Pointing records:
==================================================

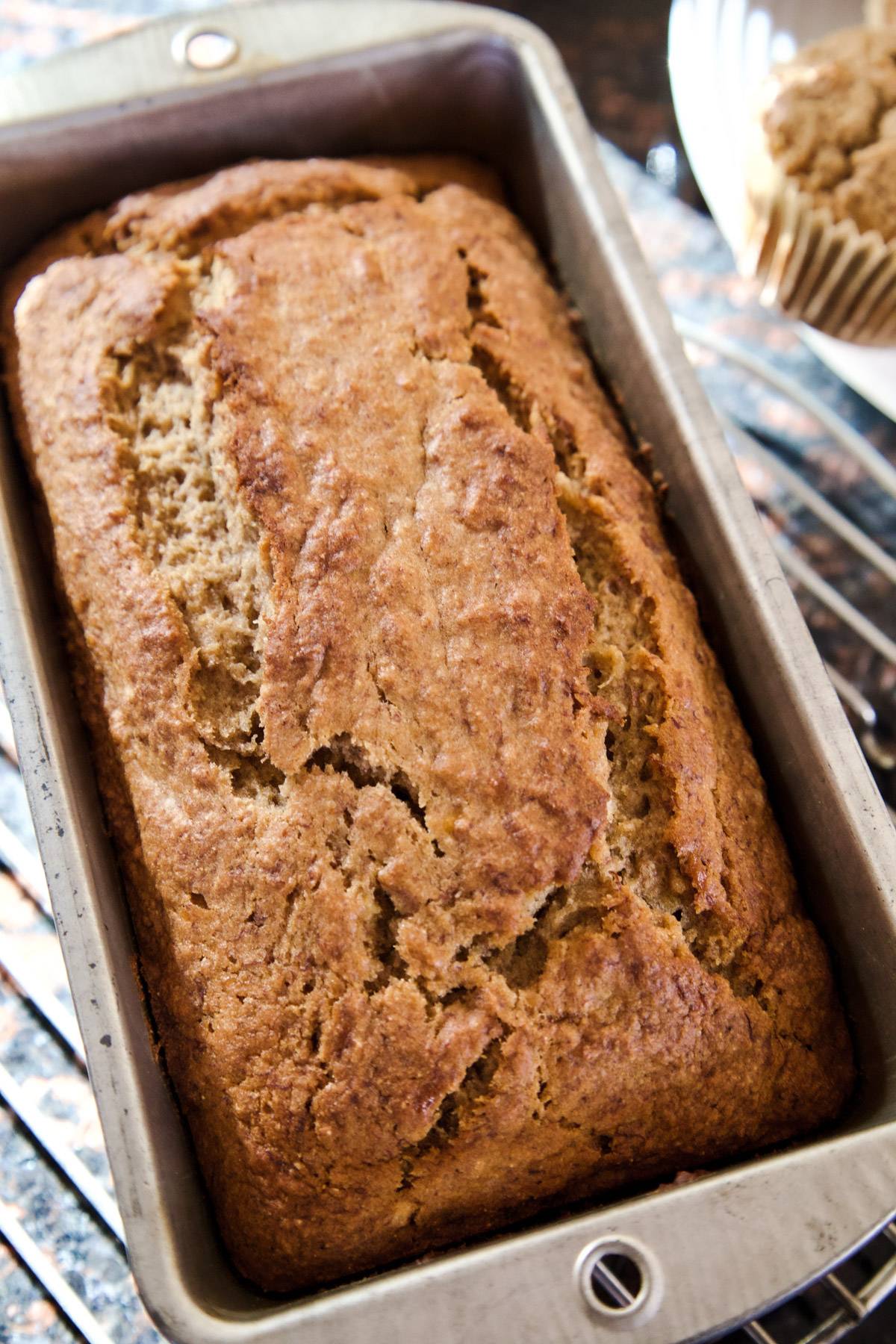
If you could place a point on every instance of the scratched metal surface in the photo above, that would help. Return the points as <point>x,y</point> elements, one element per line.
<point>699,281</point>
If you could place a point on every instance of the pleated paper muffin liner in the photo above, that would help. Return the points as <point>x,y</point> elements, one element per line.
<point>820,270</point>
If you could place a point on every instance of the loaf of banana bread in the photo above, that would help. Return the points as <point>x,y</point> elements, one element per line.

==================================================

◆ Problem to work on: Pull every line of text from all of the rows above word for word, leaving out the pictures.

◆ Correct response:
If you could place a point on every instance of the scratched metal surface in the photo above, that would help. Return the points as <point>x,y</point> elements, one element per line.
<point>699,281</point>
If you could place a point on every instance of the pleated paper muffin liner in the photo above, that would help. Return the points as <point>x,y</point> elements, one element per line.
<point>820,270</point>
If you could place a point on every instance of the loaf of banana bread in the photo above, that would help. Return the points as <point>x,y</point> elements, one element per line.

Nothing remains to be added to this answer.